Extract, exactly as written, all lines of the material below from the line that includes "[find] the shadow" through its last line.

Labeled-object pointing entries

#####

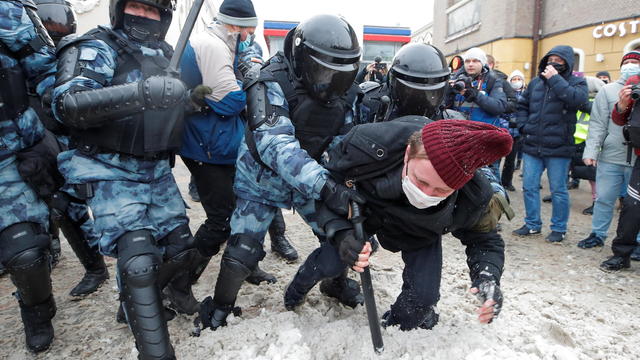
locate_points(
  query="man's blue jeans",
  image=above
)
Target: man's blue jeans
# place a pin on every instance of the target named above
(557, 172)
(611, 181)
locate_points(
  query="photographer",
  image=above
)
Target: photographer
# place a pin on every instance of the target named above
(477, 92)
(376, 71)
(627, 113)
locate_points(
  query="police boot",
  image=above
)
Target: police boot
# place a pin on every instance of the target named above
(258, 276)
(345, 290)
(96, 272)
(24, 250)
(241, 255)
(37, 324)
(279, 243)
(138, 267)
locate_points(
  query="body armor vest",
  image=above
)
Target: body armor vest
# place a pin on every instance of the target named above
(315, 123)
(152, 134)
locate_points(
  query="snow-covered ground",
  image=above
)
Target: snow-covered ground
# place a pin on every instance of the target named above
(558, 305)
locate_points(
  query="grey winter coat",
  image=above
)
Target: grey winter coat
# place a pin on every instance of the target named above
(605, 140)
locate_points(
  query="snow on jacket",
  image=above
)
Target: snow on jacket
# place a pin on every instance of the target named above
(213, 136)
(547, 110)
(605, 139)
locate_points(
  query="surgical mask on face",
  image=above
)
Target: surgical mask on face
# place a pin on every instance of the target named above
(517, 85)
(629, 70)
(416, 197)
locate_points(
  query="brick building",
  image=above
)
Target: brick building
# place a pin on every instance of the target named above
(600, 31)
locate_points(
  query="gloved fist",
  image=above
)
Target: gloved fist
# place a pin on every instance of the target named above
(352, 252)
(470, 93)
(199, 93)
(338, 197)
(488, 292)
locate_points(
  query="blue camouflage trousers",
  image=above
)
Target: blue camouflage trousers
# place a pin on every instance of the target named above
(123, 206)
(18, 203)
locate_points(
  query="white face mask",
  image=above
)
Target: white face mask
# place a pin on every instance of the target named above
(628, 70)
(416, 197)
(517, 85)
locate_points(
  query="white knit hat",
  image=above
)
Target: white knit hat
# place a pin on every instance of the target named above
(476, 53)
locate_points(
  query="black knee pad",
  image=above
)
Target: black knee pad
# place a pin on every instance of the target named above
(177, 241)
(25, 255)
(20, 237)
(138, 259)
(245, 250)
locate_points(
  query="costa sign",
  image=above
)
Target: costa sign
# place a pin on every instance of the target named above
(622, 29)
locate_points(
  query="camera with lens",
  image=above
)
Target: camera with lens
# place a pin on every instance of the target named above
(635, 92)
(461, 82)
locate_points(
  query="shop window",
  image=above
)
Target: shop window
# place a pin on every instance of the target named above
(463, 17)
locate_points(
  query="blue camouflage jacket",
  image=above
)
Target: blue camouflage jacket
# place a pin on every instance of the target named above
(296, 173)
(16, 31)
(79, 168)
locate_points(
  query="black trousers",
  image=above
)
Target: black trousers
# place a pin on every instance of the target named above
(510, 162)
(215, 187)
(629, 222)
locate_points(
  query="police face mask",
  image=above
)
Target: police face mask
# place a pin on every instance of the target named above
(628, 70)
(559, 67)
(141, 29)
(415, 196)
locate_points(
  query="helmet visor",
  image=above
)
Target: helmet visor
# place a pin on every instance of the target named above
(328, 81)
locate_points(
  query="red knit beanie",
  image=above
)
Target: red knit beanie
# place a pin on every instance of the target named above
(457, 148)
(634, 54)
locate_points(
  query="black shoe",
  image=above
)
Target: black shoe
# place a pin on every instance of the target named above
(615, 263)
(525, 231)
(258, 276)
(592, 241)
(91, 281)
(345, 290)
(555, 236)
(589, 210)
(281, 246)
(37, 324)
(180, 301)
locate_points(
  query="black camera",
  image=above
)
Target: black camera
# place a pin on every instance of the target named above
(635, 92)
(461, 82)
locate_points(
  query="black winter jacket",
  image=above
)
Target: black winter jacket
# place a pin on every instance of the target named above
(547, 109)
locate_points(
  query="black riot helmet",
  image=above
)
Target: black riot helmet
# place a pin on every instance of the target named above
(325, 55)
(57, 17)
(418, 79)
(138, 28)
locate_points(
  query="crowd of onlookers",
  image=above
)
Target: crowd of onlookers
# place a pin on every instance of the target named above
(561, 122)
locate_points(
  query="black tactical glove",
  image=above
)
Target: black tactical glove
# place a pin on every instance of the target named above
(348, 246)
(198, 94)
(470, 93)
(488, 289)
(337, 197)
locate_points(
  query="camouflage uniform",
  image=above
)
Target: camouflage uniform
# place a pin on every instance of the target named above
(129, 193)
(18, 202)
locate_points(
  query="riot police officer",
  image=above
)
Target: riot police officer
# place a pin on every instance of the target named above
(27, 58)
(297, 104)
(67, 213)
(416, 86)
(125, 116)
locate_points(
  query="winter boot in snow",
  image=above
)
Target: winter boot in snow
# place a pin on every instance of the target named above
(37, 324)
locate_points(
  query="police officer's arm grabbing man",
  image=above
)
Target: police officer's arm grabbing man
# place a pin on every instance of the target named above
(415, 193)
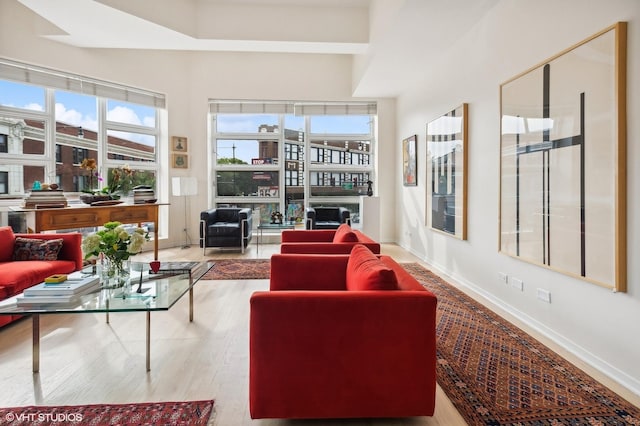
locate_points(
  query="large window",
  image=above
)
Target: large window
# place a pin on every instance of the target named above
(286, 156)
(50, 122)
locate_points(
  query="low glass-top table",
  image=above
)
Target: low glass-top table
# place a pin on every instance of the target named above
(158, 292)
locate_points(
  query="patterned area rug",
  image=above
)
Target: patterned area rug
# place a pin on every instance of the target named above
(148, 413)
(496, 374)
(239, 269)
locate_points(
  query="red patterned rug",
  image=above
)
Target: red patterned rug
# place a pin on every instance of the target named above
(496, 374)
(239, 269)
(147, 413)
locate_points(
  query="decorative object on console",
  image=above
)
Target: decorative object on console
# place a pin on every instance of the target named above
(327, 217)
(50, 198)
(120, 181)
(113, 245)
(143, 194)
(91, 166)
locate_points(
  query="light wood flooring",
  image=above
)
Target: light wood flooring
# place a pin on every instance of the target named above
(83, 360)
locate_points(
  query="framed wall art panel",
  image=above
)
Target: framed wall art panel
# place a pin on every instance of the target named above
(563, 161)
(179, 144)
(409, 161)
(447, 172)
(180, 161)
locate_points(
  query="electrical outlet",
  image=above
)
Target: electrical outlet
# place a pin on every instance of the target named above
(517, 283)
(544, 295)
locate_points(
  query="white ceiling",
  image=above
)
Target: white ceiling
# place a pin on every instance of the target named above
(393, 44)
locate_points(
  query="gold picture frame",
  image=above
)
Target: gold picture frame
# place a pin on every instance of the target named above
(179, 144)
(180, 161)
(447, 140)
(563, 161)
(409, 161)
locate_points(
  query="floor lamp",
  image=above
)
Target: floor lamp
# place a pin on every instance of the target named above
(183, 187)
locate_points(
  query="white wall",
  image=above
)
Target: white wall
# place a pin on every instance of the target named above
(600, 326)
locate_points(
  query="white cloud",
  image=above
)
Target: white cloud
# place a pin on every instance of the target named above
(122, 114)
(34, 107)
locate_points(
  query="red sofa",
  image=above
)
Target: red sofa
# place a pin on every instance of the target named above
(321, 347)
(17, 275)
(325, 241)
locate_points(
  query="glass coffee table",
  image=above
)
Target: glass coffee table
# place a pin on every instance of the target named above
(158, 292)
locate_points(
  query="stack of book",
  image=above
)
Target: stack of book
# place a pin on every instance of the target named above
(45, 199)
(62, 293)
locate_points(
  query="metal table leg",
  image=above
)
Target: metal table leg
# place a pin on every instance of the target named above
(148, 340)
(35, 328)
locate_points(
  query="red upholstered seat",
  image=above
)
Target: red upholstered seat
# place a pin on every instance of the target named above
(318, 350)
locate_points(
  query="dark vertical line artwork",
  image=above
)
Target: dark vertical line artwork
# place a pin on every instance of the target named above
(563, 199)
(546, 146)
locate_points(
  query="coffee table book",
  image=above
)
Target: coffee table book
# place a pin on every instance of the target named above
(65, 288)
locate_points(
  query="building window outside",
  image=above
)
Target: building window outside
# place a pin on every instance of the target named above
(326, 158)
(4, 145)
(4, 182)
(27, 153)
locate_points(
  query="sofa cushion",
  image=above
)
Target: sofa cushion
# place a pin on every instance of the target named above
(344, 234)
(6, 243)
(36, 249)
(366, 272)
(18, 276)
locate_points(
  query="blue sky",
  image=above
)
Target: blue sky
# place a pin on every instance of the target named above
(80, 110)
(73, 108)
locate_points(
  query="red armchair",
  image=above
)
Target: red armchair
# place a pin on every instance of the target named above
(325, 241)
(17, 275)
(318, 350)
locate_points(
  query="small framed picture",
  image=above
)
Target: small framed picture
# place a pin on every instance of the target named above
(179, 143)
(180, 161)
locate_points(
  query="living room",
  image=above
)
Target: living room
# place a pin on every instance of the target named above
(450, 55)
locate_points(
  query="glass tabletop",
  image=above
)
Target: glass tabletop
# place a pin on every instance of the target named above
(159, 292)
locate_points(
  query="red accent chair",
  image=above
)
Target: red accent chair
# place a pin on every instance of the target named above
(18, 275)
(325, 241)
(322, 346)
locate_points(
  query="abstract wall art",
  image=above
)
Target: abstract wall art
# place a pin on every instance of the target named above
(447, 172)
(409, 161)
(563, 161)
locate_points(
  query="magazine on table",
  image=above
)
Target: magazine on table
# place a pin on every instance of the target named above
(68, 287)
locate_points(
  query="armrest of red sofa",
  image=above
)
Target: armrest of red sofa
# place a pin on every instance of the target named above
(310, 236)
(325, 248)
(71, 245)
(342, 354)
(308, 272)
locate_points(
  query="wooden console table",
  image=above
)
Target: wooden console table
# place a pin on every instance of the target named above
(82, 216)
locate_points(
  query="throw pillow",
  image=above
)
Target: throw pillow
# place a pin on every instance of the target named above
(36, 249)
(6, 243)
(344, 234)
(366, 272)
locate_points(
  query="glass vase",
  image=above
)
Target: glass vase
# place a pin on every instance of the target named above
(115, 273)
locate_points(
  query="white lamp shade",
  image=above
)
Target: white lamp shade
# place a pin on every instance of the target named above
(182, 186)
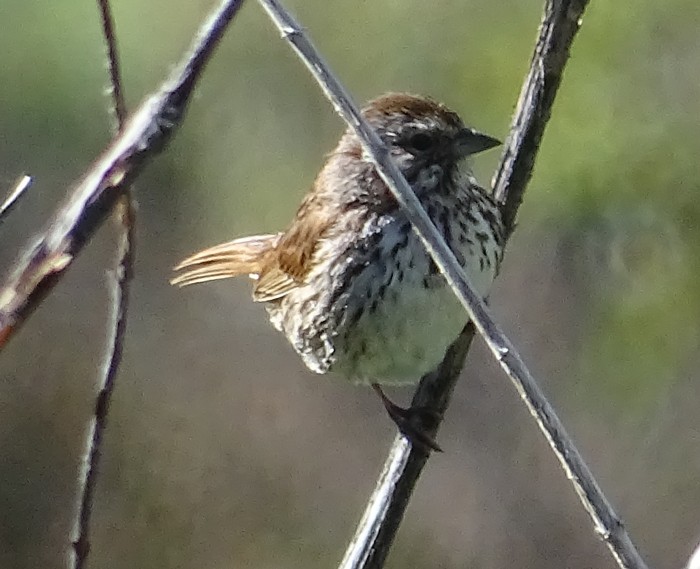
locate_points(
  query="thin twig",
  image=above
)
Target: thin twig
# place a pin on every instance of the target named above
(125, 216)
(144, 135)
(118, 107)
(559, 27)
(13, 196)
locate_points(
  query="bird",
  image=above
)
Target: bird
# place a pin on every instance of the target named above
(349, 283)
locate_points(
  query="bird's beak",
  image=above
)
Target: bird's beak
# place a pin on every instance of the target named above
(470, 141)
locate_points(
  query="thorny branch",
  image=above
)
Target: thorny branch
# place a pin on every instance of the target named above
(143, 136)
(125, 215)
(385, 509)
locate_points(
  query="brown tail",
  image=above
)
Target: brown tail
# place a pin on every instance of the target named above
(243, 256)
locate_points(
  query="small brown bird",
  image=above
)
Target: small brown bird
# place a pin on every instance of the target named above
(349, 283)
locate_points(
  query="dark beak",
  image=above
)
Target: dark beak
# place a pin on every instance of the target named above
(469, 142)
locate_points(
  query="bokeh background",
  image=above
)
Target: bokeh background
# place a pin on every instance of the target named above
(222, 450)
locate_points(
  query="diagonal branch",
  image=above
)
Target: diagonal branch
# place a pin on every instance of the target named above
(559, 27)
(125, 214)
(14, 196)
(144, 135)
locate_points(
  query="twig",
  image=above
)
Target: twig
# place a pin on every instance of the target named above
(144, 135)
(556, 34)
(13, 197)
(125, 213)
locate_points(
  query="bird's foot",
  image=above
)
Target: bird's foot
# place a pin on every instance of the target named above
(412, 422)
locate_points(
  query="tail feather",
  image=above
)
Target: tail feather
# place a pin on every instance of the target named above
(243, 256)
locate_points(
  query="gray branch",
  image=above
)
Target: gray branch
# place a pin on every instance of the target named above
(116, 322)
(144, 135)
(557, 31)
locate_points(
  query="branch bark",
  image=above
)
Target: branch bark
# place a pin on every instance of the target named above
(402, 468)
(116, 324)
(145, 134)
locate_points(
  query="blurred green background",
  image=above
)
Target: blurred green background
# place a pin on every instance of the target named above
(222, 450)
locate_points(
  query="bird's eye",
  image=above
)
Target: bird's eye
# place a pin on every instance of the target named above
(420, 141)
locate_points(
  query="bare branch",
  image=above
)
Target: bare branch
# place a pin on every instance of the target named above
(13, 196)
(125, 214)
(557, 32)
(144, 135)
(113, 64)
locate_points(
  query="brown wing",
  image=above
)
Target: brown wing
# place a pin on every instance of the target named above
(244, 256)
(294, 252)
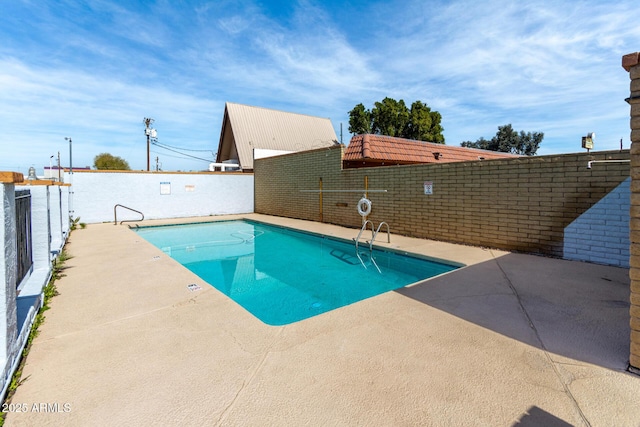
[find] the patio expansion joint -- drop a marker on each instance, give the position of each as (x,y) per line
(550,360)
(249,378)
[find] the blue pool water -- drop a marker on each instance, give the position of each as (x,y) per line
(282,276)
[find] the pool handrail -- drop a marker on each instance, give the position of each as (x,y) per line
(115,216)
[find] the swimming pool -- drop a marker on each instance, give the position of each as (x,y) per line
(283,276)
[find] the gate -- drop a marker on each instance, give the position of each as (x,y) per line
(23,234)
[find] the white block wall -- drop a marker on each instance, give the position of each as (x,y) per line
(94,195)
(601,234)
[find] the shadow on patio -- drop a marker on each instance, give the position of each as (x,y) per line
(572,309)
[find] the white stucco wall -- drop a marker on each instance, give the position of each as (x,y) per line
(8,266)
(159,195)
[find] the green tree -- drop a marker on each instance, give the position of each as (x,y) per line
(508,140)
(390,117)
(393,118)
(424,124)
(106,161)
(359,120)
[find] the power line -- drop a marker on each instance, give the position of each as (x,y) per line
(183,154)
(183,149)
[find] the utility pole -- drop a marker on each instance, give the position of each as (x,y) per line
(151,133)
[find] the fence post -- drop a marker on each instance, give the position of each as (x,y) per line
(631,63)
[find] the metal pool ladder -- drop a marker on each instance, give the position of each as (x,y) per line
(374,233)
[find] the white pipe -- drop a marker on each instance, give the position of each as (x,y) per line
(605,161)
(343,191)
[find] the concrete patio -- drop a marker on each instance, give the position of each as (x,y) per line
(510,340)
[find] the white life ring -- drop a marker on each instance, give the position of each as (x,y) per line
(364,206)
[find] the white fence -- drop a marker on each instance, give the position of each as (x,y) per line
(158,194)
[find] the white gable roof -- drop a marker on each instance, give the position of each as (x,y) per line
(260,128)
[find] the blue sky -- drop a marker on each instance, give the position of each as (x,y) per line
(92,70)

#####

Written response:
[find] the shadow on patio -- drop a marker on each instance, give the position of each as (x,y) per line
(572,309)
[find] the white stucco wall -- drop a marker on each instance, give the position of each as (x,y) per line
(8,266)
(159,195)
[find] the green tree -- drop a marker on each instance, give the position of each as (x,y) per line
(508,140)
(390,117)
(393,118)
(424,124)
(106,161)
(359,120)
[find] the power line -- drop a marker on each instance, give the position of each as (x,y) per line
(183,154)
(183,149)
[find] the utility pole -- drop a marker on each instance, give the position of each as (x,y) per line
(151,133)
[find] the fence post -- drop a marker on each instance, give the position of each as (x,y) per line
(631,63)
[find] the metal pool ladder -- drop a marker on each instance, give the position of each as (x,y) per line
(374,233)
[find] the white pipe -- drop a marker on each instance, give the position of each as (x,y) per line
(605,161)
(343,191)
[find] the concrete patio -- drop a marker on each instance, give the position of each as (x,y) per line
(510,340)
[find] the white life ring -- drop a marker on each instance, give the position of each as (x,y) per line
(364,206)
[find] the white fence -- drop a marker on each instance, give the position of each as (x,y) per line
(158,194)
[find] the white gable roof -- drop a marker on each instance, give the position of each as (x,y) per line
(260,128)
[find] the blue sky -- drop a marker on each instance, give the position of each as (x,y) per line
(92,70)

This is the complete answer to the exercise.